>> begin
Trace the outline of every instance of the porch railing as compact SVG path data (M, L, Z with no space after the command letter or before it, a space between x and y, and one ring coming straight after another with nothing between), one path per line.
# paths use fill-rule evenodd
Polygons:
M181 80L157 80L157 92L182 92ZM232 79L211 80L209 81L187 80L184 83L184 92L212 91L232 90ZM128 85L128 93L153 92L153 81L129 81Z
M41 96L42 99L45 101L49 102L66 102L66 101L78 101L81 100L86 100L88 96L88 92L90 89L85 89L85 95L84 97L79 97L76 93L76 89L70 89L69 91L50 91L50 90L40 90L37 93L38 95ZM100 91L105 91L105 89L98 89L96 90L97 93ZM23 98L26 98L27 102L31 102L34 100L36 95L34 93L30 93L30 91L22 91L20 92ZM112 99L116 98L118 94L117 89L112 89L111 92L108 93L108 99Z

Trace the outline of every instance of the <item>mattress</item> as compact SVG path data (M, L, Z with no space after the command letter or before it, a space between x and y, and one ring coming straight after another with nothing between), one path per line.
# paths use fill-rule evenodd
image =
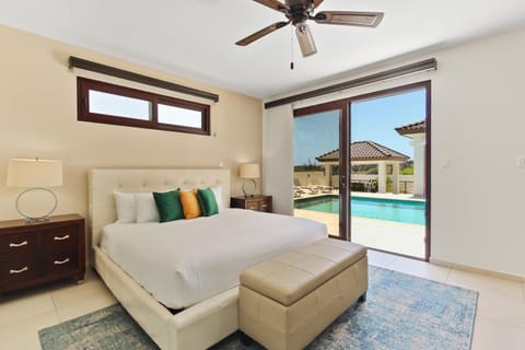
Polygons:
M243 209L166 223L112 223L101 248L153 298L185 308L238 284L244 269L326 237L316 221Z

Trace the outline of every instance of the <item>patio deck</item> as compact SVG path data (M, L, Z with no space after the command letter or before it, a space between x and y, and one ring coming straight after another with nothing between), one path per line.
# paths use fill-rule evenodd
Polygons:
>> end
Rewrite every line of the records above as a numbered list, skipping blank lines. Leave the pictures out.

RESULT:
1. Trace the outline of every instance of the porch railing as compact SVG path data (M, L, Z with no space after the command letter or before it, a space between x and y, and one ring coming straight after another with nothing between), one path per line.
2. # paths use fill-rule evenodd
3. Polygons:
4. M181 80L157 80L157 92L182 92ZM232 79L211 80L209 81L187 80L184 83L184 92L212 91L232 90ZM128 85L128 93L153 92L153 81L129 81Z
5. M41 96L42 99L45 101L49 102L66 102L66 101L78 101L81 100L86 100L88 96L88 92L90 89L85 89L85 95L84 97L79 97L76 93L76 89L70 89L69 91L50 91L50 90L40 90L37 93L38 95ZM100 91L105 91L105 89L98 89L96 90L97 93ZM23 98L26 98L27 102L31 102L34 100L36 95L34 93L30 93L30 91L22 91L20 92ZM112 99L116 98L118 94L117 89L112 89L111 92L108 93L108 99Z
6. Trace the outline of every instance of the <item>mattress</item> as compact SVG path data (M, L, Z with no space after the command letter or before it, a space between x and y, and one ring coming straight after another with nothing between), one path per line.
7. # paths use fill-rule evenodd
8. image =
9. Polygons:
10. M243 209L166 223L112 223L101 248L153 298L185 308L238 284L244 269L326 237L316 221Z
11. Trace the outline of every instance of the <item>patio deck</item> as compact SVG path data (M, L, Z with no space after the command letter or before it, a space between x and y, and one ring coming straight after another with nothing between), one path per line.
12. # paths use fill-rule evenodd
13. Polygons:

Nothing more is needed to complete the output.